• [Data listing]
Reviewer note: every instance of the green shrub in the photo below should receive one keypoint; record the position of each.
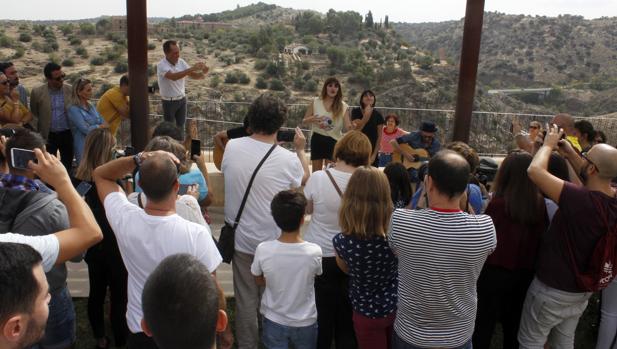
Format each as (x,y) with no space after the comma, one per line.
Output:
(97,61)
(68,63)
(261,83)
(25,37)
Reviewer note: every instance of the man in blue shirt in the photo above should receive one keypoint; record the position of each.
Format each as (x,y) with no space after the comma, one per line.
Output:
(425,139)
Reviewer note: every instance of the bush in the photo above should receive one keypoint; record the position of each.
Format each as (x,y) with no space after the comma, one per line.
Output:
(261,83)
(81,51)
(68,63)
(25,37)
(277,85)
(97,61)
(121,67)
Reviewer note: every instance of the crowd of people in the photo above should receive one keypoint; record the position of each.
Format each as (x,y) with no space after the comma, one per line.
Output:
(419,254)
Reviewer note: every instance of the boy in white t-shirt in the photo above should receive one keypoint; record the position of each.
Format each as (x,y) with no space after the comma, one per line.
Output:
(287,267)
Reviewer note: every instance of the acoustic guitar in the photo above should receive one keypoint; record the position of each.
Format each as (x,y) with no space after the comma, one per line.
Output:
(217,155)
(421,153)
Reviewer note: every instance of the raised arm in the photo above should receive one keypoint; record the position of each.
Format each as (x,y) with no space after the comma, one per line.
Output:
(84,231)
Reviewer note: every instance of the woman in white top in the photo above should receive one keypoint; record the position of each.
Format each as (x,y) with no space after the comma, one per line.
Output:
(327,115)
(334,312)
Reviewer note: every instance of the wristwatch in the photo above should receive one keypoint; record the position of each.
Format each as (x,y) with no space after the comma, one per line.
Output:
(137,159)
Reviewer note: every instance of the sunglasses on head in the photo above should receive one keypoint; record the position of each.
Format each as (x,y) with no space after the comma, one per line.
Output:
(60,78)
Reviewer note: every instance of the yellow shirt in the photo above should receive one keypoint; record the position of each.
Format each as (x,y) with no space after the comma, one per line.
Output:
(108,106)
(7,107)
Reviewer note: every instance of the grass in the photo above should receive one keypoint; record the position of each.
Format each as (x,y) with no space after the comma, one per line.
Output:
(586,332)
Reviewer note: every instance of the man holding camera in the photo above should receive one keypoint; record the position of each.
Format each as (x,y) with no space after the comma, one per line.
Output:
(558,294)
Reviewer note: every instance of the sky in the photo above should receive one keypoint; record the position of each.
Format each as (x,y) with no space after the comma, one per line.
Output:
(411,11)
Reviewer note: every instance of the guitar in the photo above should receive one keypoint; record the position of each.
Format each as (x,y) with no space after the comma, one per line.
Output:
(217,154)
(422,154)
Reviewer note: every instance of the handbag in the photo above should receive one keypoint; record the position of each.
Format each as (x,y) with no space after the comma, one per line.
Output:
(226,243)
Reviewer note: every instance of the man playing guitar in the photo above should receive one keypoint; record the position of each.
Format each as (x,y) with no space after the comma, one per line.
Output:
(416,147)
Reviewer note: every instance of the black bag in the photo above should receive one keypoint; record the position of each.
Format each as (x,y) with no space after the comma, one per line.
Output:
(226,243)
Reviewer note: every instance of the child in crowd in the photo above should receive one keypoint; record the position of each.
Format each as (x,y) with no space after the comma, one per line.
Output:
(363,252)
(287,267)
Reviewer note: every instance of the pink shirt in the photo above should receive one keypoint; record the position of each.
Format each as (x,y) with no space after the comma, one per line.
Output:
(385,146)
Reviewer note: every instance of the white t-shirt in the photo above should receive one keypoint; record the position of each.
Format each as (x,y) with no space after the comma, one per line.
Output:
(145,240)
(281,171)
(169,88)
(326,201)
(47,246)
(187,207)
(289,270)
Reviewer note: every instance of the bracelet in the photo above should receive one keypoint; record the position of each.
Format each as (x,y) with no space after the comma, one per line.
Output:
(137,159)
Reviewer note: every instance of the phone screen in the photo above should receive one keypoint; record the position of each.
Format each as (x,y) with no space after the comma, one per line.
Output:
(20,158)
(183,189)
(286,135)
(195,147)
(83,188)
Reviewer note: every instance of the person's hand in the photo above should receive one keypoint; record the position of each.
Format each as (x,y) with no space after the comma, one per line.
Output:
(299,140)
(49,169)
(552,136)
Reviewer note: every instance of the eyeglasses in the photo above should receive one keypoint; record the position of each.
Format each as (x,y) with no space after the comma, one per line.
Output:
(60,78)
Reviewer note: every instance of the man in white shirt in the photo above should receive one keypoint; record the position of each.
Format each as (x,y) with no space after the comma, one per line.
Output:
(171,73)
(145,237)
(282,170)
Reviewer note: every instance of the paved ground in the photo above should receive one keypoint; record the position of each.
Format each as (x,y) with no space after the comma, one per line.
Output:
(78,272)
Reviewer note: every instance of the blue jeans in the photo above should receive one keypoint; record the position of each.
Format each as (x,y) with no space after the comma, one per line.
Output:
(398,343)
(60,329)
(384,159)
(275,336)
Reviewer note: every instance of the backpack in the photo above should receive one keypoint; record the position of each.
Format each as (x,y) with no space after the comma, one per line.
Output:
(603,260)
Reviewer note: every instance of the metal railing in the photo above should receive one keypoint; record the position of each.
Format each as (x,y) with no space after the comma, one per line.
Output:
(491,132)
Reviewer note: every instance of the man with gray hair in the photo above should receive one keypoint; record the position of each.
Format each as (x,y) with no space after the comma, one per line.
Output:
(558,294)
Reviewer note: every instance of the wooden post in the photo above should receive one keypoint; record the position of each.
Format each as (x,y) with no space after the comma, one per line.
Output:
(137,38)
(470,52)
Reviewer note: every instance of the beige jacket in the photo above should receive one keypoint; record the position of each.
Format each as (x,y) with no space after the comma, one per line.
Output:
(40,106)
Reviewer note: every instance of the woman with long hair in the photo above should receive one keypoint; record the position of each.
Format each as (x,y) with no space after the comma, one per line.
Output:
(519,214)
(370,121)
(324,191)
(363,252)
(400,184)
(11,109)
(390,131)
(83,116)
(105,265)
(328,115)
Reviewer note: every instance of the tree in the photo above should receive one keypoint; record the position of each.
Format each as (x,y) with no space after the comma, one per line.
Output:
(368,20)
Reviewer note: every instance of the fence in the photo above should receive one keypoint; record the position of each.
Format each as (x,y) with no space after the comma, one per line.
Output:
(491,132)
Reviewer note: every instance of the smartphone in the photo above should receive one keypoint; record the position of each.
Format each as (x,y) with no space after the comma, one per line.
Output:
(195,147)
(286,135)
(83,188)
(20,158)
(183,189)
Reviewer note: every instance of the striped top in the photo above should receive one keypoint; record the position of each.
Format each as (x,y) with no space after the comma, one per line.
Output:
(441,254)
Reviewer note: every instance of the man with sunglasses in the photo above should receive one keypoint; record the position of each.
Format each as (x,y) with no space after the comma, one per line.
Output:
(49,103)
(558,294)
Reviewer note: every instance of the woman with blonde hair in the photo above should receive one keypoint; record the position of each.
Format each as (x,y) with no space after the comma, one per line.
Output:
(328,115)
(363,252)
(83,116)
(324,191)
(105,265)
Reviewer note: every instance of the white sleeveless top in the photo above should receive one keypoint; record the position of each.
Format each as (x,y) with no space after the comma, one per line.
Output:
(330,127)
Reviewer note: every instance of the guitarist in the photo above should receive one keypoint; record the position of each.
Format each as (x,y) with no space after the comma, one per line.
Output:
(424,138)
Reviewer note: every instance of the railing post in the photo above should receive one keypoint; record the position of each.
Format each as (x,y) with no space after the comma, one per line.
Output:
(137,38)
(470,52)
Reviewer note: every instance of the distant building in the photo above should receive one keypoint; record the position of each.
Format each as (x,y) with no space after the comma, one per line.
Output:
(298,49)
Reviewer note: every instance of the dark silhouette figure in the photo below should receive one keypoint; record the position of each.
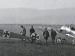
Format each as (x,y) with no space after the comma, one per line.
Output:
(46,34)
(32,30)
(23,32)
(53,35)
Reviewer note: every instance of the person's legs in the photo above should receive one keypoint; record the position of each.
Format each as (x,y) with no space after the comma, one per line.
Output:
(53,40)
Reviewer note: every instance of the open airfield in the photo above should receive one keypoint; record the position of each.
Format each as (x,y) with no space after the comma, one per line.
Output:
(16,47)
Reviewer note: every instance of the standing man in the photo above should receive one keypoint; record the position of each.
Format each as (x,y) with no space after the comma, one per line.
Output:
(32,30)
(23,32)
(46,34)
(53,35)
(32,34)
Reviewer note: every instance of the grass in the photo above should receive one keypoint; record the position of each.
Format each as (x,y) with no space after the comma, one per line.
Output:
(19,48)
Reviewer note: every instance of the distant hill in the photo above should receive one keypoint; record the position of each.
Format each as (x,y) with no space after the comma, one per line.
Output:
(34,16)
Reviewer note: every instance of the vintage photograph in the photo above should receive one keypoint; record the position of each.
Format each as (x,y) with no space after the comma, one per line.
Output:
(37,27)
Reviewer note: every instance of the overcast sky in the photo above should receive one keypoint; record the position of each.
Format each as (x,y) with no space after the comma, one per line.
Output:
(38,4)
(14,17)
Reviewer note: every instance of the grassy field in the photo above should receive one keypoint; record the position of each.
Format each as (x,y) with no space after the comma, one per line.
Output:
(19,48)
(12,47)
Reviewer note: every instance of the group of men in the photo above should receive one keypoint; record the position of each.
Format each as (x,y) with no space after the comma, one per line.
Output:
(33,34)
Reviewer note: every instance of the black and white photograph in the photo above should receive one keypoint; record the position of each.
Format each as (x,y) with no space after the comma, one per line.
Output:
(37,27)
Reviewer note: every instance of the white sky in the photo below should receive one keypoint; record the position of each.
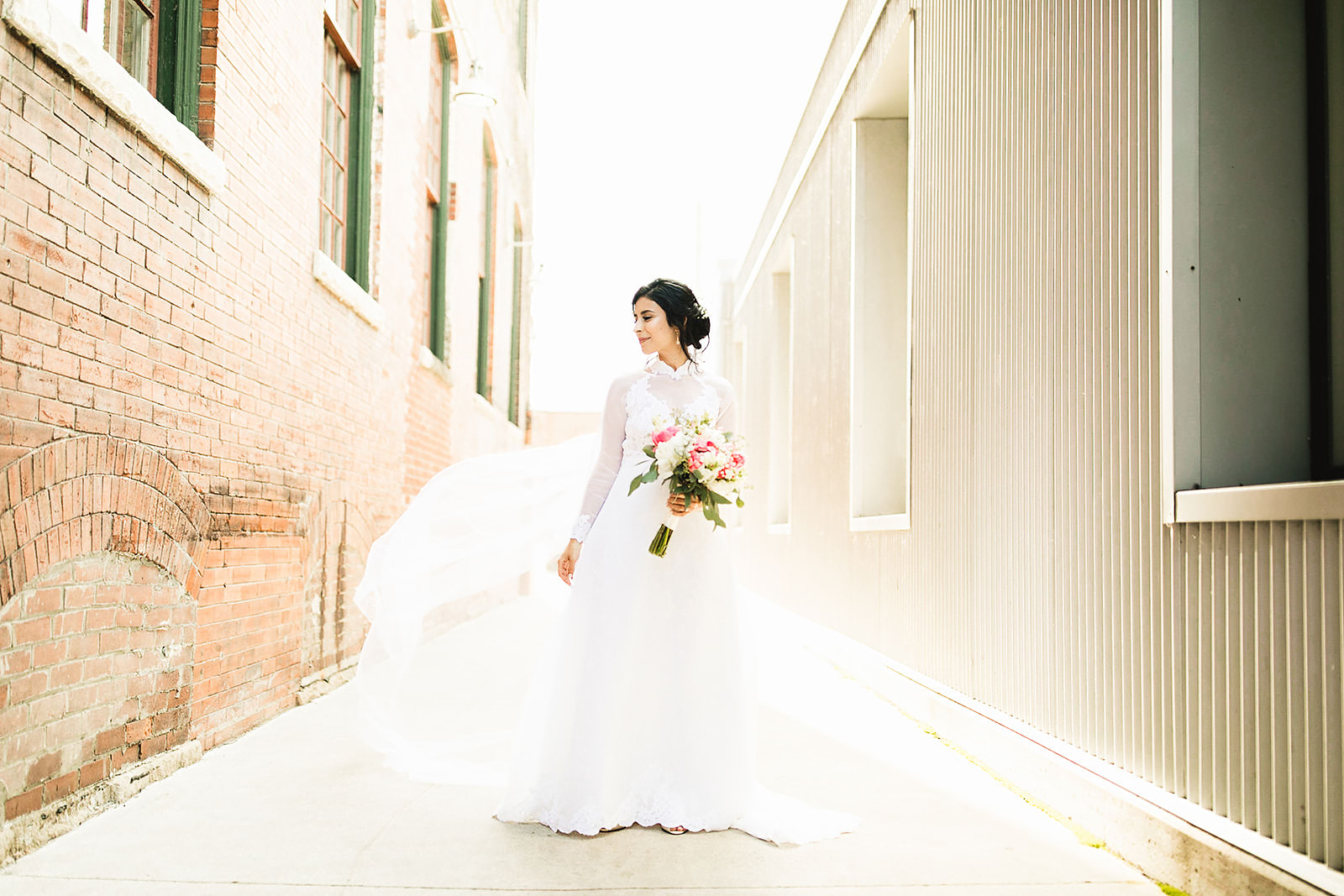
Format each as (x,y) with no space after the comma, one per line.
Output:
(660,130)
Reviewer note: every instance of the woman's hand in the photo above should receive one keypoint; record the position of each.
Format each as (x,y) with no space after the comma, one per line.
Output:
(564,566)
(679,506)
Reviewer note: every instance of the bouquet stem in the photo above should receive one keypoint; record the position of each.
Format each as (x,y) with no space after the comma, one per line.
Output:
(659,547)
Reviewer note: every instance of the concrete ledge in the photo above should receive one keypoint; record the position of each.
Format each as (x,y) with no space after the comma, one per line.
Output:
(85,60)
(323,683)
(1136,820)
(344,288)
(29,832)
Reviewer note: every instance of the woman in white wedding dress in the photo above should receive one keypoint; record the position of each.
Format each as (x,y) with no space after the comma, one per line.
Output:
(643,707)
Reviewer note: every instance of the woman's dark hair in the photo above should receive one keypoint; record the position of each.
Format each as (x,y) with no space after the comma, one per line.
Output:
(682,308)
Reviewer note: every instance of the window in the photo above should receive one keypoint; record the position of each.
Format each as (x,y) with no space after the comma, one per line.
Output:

• [INSTRUCTION] Please copy everything from the line containing "Reviewer note: every instance of the woman's dark" down to the end of the items, swapping "window" for "doorway" and leaving all else unchanged.

• [REPLY]
Reviewer note: every instance of the woman's dark hair in the photo above should receive one keypoint; record the position of each.
Format each as (x,y) with no space after the comma, one per line.
Output:
(682,308)
Reviewer note: every instance of the doorway in the photo above should receive one keypoint; record the position of each.
Format each as (x,y) with no space after the comma, one per line.
Output:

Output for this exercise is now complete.